** Supplied material follows **

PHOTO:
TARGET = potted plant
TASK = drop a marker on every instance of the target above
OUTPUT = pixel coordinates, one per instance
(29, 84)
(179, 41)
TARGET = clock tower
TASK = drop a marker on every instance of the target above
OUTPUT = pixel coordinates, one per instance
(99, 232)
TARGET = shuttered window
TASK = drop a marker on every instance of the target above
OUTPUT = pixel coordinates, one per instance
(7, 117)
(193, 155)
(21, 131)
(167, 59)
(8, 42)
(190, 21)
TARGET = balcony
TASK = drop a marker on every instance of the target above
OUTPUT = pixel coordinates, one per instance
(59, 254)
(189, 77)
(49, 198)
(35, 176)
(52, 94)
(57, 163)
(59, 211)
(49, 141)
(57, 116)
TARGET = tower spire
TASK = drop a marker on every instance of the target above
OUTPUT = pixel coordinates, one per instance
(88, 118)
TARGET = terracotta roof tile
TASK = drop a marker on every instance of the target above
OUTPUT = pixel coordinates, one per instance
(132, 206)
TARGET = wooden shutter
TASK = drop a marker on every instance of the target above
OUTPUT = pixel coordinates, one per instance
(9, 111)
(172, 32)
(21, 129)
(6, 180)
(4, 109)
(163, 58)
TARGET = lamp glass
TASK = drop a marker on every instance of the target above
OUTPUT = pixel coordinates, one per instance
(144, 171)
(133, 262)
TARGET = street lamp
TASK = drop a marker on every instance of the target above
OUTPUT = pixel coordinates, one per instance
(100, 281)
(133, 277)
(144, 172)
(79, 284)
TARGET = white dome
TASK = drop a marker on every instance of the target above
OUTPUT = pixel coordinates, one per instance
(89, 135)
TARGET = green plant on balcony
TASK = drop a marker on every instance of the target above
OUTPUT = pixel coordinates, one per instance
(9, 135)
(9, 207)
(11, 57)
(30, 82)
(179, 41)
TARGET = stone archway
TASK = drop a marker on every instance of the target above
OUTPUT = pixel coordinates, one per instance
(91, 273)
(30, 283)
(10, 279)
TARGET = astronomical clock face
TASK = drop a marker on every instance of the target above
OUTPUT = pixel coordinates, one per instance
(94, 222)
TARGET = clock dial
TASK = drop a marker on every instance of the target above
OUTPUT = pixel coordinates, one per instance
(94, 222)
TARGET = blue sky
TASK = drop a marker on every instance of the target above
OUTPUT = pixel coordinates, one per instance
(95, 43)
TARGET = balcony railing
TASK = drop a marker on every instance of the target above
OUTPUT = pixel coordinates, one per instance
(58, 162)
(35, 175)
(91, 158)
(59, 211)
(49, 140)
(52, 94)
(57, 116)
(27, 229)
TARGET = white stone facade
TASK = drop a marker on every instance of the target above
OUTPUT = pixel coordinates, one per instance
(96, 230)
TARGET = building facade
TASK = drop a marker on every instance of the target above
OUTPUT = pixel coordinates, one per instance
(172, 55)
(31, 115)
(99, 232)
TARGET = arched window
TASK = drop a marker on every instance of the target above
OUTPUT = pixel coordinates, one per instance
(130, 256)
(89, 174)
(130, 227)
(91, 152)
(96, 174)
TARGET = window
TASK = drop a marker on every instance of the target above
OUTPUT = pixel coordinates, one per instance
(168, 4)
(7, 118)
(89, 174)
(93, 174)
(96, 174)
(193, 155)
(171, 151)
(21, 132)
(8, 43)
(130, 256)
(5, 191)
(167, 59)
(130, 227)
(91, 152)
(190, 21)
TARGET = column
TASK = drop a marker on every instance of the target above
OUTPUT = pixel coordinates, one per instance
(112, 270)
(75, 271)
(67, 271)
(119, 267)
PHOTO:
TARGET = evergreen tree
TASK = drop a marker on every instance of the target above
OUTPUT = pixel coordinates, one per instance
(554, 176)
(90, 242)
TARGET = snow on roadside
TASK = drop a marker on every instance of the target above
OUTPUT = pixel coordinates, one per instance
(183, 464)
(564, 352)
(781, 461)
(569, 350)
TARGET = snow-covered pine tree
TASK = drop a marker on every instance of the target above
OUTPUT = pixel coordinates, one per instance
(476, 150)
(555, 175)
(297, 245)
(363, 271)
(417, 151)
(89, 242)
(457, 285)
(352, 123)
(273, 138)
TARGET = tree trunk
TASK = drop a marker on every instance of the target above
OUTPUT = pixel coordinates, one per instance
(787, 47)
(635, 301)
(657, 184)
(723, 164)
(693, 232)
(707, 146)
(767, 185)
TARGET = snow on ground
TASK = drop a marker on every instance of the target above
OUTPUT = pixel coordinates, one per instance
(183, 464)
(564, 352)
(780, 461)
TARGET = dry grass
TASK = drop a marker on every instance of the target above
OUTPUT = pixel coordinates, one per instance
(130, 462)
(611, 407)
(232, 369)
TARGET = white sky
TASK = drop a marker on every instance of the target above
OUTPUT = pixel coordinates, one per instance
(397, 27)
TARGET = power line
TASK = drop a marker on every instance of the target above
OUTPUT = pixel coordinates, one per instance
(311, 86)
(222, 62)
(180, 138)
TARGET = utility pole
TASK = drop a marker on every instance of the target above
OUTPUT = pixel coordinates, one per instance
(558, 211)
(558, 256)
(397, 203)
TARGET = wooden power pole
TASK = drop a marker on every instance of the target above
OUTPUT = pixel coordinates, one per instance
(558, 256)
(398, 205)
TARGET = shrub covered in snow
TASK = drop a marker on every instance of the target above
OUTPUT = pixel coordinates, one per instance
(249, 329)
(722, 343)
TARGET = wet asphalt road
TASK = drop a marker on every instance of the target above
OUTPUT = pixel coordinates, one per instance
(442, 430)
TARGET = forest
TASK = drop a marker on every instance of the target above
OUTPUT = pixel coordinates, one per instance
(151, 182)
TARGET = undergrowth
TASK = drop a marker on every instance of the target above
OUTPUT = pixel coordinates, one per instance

** End of Supplied material **

| Task prompt |
Return all of the data above, keeping every line exactly as it appears.

| Answer below |
PHOTO:
TARGET = potted plant
TASK = drop a marker on every instance of the target above
OUTPUT = pixel coordinates, one per instance
(29, 84)
(179, 41)
TARGET = clock tower
TASK = drop a marker on every instance of the target above
OUTPUT = pixel coordinates, one per instance
(99, 232)
TARGET = shuttered window
TASK = drop a marker on every instance of the target above
OUTPUT = pixel coordinates, one per instance
(7, 117)
(193, 155)
(21, 131)
(167, 59)
(8, 42)
(190, 21)
TARGET = balcony
TASK = drop a marker on every instance of the target above
OUTPUT = pixel coordinates, one per instance
(59, 254)
(189, 77)
(49, 198)
(35, 176)
(52, 94)
(57, 163)
(59, 211)
(49, 141)
(57, 116)
TARGET = tower spire
TASK = drop a marker on every instance of the target above
OUTPUT = pixel coordinates, one per instance
(88, 118)
TARGET = terracotta roof tile
TASK = drop a marker on every instance of the target above
OUTPUT = pixel coordinates, one per instance
(132, 206)
TARGET = wooden shutter
TASK = drop a marker on every instance of the target above
OUTPUT = pixel coordinates, one per instance
(9, 111)
(172, 32)
(21, 129)
(6, 180)
(4, 109)
(163, 58)
TARGET = lamp glass
TASK = drop a marker on every instance of the target above
OUTPUT = pixel coordinates, one per instance
(144, 171)
(133, 262)
TARGET = street lamp
TASK = drop a marker on every instance of the target above
OUTPUT = pixel coordinates, one per instance
(100, 281)
(133, 277)
(144, 172)
(79, 284)
TARGET = white dome
TASK = drop a marker on every instance of the target above
OUTPUT = pixel coordinates, one per instance
(89, 135)
TARGET = green plant on balcony
TASK = drop a marker on every instance of the target above
OUTPUT = pixel coordinates, one per instance
(9, 135)
(9, 207)
(11, 57)
(30, 82)
(179, 41)
TARGET = stone archway
TASK = drop a marker on every instance of the target above
OUTPUT = pixel coordinates, one per instance
(91, 273)
(30, 283)
(10, 279)
TARGET = astronomical clock face
TASK = drop a marker on every instance of the target above
OUTPUT = pixel coordinates, one per instance
(94, 222)
TARGET = clock dial
TASK = drop a marker on every instance of the target above
OUTPUT = pixel coordinates, one per instance
(94, 222)
TARGET = blue sky
TASK = drop a marker on every instance of the target above
OUTPUT = pixel coordinates, one per instance
(95, 43)
TARGET = balcony railing
TASK = drop a marker on every instance of the target above
OUTPUT = pixel coordinates, one per instance
(58, 162)
(35, 175)
(91, 158)
(59, 211)
(49, 140)
(52, 94)
(57, 116)
(27, 229)
TARGET = white stone facade
TASK = drop a marker on every instance of the target above
OUTPUT = pixel coordinates, one per instance
(96, 230)
TARGET = building facade
TASK = drop a marker on every instance of the target above
OUTPUT = pixel coordinates, one per instance
(172, 55)
(31, 115)
(99, 232)
TARGET = arched window
TASK = drop a marker on every instance of the target above
OUTPUT = pixel coordinates, one per instance
(130, 256)
(89, 174)
(130, 227)
(91, 152)
(96, 174)
TARGET = window
TASK = drop a marker on every instance of the target above
OUTPUT = pixel coordinates, one per instance
(168, 4)
(7, 118)
(89, 174)
(93, 174)
(96, 174)
(193, 155)
(171, 151)
(21, 132)
(8, 43)
(130, 256)
(5, 191)
(167, 59)
(130, 227)
(91, 152)
(190, 21)
TARGET = column
TASK = drop a marker on every instance of the target above
OUTPUT = pixel coordinates, one per instance
(112, 270)
(75, 271)
(67, 271)
(119, 267)
PHOTO:
TARGET = evergreen tree
TASK = drop a marker on every instance of the target above
OUTPUT = pixel coordinates, one per instance
(554, 176)
(90, 242)
TARGET = snow on roadside
TASK = drop a marker on every instance of the target above
OUTPUT = pixel coordinates, one per instance
(183, 464)
(564, 352)
(781, 461)
(569, 350)
TARGET = snow-covered pine tree
TASK = drop a marker on every instance of the target above
OUTPUT = pixel coordinates, one per instance
(476, 150)
(555, 175)
(297, 245)
(363, 271)
(417, 151)
(89, 242)
(457, 285)
(352, 123)
(273, 138)
TARGET = tree trunk
TASK = drop a marker on every instance of the target above
OUTPUT = pixel coordinates, one per instance
(787, 47)
(635, 301)
(657, 184)
(723, 164)
(693, 232)
(707, 146)
(767, 185)
TARGET = snow on ground
TASK = drop a marker on every instance of the target above
OUTPUT = pixel coordinates, one per instance
(183, 464)
(564, 352)
(780, 461)
TARGET = dry grass
TASK = drop a marker on every instance of the target above
OUTPUT = pixel coordinates, one per instance
(130, 462)
(611, 407)
(232, 369)
TARGET = white sky
TASK = drop a marker on every instance of the target above
OUTPUT = pixel coordinates, one per instance
(397, 27)
TARGET = power line
TASK = drop a marker on every instance of the target above
OUTPUT = pixel coordinates, one per instance
(311, 86)
(222, 62)
(180, 138)
TARGET = utility pole
TASK = drop a marker on every instance of the target above
OUTPUT = pixel coordinates, one per instance
(558, 211)
(558, 256)
(397, 203)
TARGET = wooden power pole
TASK = drop a marker on every instance of the target above
OUTPUT = pixel coordinates, one per instance
(558, 256)
(398, 205)
TARGET = shrub covered in snow
TASK = drop a marker on every instance of the target above
OUTPUT = pixel coordinates, one per instance
(249, 329)
(722, 343)
TARGET = wet asphalt road
TASK = drop a marker on every instance of the target above
OUTPUT = pixel coordinates, one per instance
(442, 430)
TARGET = forest
TASK = drop a marker on every instance of the target above
OUTPUT = pixel coordinates, one per instance
(151, 182)
TARGET = undergrowth
TASK = drop a marker on every instance of the target above
OUTPUT = pixel coordinates, one per instance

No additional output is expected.